— EXERCISE DIRECTIONS —
Exactly repeat the material, dropping every picture from the copy.

** start of INPUT **

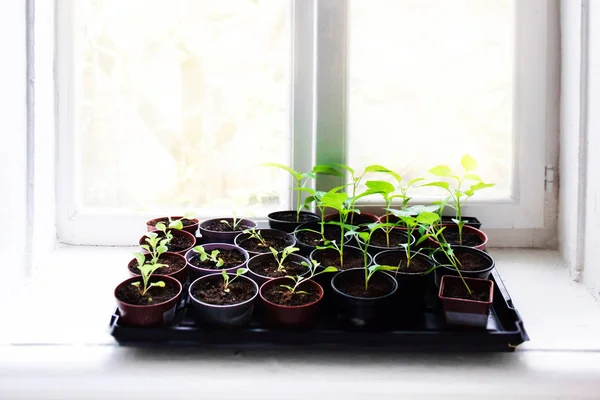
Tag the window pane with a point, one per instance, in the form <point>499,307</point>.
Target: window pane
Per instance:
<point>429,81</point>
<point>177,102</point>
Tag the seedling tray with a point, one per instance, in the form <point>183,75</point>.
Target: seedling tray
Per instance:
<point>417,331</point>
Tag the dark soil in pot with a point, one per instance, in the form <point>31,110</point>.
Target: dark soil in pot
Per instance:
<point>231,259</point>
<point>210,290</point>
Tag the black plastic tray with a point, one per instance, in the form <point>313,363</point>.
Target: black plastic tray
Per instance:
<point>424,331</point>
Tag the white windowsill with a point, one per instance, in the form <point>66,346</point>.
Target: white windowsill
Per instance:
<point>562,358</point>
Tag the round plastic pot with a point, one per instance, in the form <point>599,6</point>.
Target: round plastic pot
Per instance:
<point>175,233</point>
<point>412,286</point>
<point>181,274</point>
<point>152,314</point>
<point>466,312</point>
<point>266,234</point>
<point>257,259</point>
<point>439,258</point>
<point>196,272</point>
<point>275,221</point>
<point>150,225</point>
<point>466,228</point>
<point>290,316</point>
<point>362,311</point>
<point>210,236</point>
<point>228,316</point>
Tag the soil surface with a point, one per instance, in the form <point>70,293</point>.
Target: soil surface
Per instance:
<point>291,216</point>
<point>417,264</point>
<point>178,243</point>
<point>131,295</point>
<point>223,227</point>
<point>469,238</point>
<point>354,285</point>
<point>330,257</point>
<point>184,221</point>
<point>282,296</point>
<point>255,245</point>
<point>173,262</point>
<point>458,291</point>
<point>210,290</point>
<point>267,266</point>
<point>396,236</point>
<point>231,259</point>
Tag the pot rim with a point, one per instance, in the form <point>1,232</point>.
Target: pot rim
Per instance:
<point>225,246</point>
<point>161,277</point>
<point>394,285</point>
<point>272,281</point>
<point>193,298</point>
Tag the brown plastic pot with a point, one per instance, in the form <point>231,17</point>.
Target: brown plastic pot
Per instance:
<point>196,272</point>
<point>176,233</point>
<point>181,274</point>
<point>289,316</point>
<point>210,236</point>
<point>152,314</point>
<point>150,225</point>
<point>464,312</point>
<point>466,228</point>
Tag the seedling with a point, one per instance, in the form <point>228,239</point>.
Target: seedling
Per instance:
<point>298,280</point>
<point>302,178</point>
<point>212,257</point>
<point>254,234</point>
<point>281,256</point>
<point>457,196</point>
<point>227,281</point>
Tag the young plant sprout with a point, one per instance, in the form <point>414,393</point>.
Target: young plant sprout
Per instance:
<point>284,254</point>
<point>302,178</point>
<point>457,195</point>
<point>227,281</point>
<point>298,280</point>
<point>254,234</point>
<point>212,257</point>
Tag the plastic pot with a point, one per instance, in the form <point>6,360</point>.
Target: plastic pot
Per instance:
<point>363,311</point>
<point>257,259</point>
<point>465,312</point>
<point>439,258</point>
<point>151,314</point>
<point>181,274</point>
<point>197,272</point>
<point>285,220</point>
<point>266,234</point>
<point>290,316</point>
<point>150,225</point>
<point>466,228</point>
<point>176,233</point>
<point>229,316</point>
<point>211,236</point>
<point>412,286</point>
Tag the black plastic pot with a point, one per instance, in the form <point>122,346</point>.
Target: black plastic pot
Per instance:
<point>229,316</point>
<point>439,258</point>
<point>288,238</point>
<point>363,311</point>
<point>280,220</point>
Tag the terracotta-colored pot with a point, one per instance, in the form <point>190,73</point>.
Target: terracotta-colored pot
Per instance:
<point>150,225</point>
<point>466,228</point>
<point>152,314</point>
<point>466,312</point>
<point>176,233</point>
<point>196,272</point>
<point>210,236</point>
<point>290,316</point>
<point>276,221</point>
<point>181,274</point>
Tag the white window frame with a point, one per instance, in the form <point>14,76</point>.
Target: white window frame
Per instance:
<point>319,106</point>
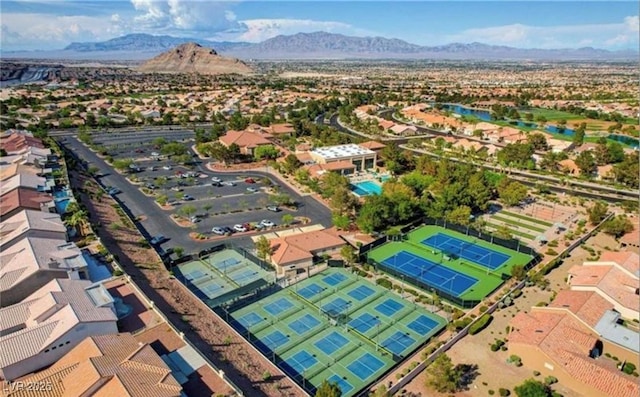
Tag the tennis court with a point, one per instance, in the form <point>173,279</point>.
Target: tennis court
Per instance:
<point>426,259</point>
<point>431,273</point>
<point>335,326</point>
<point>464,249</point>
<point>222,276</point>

** end of INPUT **

— TASK RESPONSE —
Tag the window pane with a point, one per instance, in the form <point>499,307</point>.
Target: window pane
Per instance:
<point>429,81</point>
<point>177,102</point>
Tag the seedling tray with a point, one per instance, in the form <point>183,75</point>.
Target: seedling tray
Per instance:
<point>417,331</point>
Tag the dark soil in pot with a point, one per instance, in the form <point>31,110</point>.
Target: dark soil in pot
Per instance:
<point>231,259</point>
<point>210,290</point>
Tag the black plastic tray with a point, one per instance, in the form <point>313,363</point>.
Target: black plastic tray
Per instance:
<point>424,331</point>
Tag the white windowsill with a point, one per instance, in the form <point>66,346</point>.
Target: white windowsill
Per instance:
<point>562,358</point>
Tag the round plastic pot with a point, one per instance, in the form <point>599,6</point>.
Target: round plastic pot
Per instance:
<point>175,233</point>
<point>412,286</point>
<point>181,274</point>
<point>152,314</point>
<point>466,312</point>
<point>266,234</point>
<point>257,259</point>
<point>439,258</point>
<point>196,272</point>
<point>275,221</point>
<point>150,225</point>
<point>466,228</point>
<point>290,316</point>
<point>362,311</point>
<point>210,236</point>
<point>228,316</point>
Tag the soil surface with a point, one per instance, in the form <point>70,293</point>.
Target: soil surface
Per instance:
<point>291,216</point>
<point>417,264</point>
<point>178,243</point>
<point>131,295</point>
<point>223,227</point>
<point>469,238</point>
<point>354,285</point>
<point>330,257</point>
<point>184,221</point>
<point>282,296</point>
<point>255,245</point>
<point>173,262</point>
<point>458,291</point>
<point>210,290</point>
<point>267,266</point>
<point>396,236</point>
<point>231,259</point>
Tag the pot rim with a point, one per instance, in the form <point>1,232</point>.
Target: pot rim
Per instance:
<point>225,246</point>
<point>161,277</point>
<point>394,285</point>
<point>272,281</point>
<point>193,298</point>
Tag the brown plastic pot with a point, one per instance, in the form <point>231,17</point>.
Target: brown plastic pot
Per instance:
<point>196,272</point>
<point>176,233</point>
<point>181,274</point>
<point>289,316</point>
<point>210,236</point>
<point>152,314</point>
<point>150,225</point>
<point>464,312</point>
<point>466,228</point>
Tag the seedling with a point, one per instance, in the form <point>228,239</point>.
Target: seedling
Per instance:
<point>298,280</point>
<point>302,178</point>
<point>212,257</point>
<point>254,234</point>
<point>281,256</point>
<point>457,196</point>
<point>227,281</point>
Tag the young plant sprout with a point, one per instance, in the form <point>414,393</point>.
Target: young plant sprout
Per instance:
<point>284,254</point>
<point>302,178</point>
<point>457,195</point>
<point>227,281</point>
<point>298,280</point>
<point>254,234</point>
<point>212,257</point>
Tag the plastic pot with a point, one per instance, in the form <point>6,360</point>.
Target: plastic pot
Per instance:
<point>363,311</point>
<point>257,259</point>
<point>465,312</point>
<point>439,258</point>
<point>151,314</point>
<point>181,274</point>
<point>197,272</point>
<point>285,220</point>
<point>266,234</point>
<point>290,316</point>
<point>150,225</point>
<point>466,228</point>
<point>176,233</point>
<point>229,316</point>
<point>211,236</point>
<point>412,286</point>
Tag the black plastic pot with a point, one per instance, in the form <point>122,346</point>.
Target: black plastic pot
Per instance:
<point>229,316</point>
<point>439,258</point>
<point>288,238</point>
<point>363,311</point>
<point>280,220</point>
Tag the terracotta-colored pot with a point, one per instance, in the form <point>190,73</point>.
Target: terracotta-colored pot
Per instance:
<point>150,225</point>
<point>466,228</point>
<point>152,314</point>
<point>466,312</point>
<point>176,233</point>
<point>196,272</point>
<point>210,236</point>
<point>290,316</point>
<point>276,221</point>
<point>181,274</point>
Tag the white window frame with a point, one per instance, in the form <point>14,76</point>.
Target: white window frame
Per instance:
<point>319,106</point>
Tag the tennis court with a point, one per instance, in the form <point>173,279</point>.
Target: tennis court
Per instance:
<point>426,259</point>
<point>431,273</point>
<point>335,326</point>
<point>464,249</point>
<point>222,276</point>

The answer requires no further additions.